== Given data

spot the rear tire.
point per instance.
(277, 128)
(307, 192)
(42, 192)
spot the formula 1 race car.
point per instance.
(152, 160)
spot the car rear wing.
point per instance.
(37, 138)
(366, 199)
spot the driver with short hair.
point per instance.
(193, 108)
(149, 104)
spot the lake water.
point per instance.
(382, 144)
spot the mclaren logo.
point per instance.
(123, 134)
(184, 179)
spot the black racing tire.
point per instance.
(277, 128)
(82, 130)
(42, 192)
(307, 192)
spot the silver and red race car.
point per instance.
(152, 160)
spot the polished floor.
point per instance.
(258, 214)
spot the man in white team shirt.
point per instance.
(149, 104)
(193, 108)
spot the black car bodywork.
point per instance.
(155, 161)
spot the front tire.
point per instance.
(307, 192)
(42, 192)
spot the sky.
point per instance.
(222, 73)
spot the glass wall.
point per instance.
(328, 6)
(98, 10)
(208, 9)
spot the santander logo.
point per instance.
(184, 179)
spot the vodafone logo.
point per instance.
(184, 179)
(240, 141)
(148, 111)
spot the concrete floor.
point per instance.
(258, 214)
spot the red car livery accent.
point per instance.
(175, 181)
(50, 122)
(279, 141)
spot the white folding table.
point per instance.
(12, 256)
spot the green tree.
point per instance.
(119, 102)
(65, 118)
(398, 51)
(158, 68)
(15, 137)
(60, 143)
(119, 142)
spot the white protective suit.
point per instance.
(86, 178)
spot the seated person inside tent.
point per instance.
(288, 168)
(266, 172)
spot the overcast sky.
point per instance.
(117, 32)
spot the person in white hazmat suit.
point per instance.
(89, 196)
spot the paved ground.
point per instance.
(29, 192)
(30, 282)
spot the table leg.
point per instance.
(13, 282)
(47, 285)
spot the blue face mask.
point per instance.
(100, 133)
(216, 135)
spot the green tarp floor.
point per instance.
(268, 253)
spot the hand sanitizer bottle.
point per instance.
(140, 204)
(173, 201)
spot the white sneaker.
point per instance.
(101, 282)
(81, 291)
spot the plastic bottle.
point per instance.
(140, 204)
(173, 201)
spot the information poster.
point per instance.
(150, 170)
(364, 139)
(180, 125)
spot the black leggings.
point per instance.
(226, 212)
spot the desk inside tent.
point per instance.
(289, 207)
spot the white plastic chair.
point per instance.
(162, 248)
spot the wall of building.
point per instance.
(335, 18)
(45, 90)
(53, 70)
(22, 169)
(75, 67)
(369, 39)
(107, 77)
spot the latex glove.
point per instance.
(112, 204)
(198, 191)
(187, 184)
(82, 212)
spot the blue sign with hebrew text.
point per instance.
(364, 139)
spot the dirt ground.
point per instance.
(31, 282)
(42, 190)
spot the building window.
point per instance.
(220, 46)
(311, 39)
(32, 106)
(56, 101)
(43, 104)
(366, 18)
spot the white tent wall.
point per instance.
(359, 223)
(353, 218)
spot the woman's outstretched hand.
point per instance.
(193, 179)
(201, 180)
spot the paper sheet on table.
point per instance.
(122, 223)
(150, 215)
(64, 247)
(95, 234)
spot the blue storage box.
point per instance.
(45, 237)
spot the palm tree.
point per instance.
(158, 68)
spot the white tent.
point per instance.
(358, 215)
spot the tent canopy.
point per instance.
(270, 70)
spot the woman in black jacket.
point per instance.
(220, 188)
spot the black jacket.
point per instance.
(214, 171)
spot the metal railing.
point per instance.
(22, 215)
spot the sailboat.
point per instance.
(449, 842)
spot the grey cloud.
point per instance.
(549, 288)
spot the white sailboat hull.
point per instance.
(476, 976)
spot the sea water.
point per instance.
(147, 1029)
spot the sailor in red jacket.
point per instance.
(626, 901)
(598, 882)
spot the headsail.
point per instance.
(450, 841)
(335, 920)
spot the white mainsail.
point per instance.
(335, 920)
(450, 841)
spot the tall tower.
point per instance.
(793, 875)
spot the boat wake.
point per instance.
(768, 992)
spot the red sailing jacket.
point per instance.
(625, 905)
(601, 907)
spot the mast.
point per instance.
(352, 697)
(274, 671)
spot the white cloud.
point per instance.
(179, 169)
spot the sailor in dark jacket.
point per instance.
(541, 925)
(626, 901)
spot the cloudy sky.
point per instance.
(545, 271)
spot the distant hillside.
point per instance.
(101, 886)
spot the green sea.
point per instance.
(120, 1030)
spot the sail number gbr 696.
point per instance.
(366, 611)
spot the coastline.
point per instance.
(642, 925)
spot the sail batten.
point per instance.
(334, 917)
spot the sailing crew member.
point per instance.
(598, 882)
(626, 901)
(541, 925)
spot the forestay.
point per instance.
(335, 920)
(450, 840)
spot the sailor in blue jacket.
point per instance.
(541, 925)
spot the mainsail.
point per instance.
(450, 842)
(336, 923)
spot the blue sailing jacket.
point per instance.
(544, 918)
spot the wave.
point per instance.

====

◆ **What you should do**
Write out the lines above, starting at the line that contains "spot the mast." and ending with the final line, and nothing else; copy them exactly.

◆ **Task answer**
spot the mast.
point per instance.
(352, 697)
(274, 671)
spot the white cloud.
point per instance.
(179, 169)
spot the sailor in dark jacket.
point per instance.
(541, 925)
(626, 901)
spot the cloudy sky.
point per instance.
(545, 271)
spot the distant hillside.
point per instance.
(101, 886)
spot the green sea.
point per instance.
(120, 1030)
spot the sail number gbr 696.
point per instance.
(366, 611)
spot the coastline.
point per instance.
(642, 925)
spot the sail batten.
point per instance.
(334, 917)
spot the sailing crew member.
point per instance.
(598, 882)
(626, 901)
(541, 925)
spot the forestay.
point per instance.
(335, 920)
(450, 840)
spot the sailor in blue jacket.
point per instance.
(541, 925)
spot the mainsail.
point per instance.
(450, 842)
(336, 923)
spot the blue sailing jacket.
point per instance.
(544, 918)
spot the wave.
point per instance.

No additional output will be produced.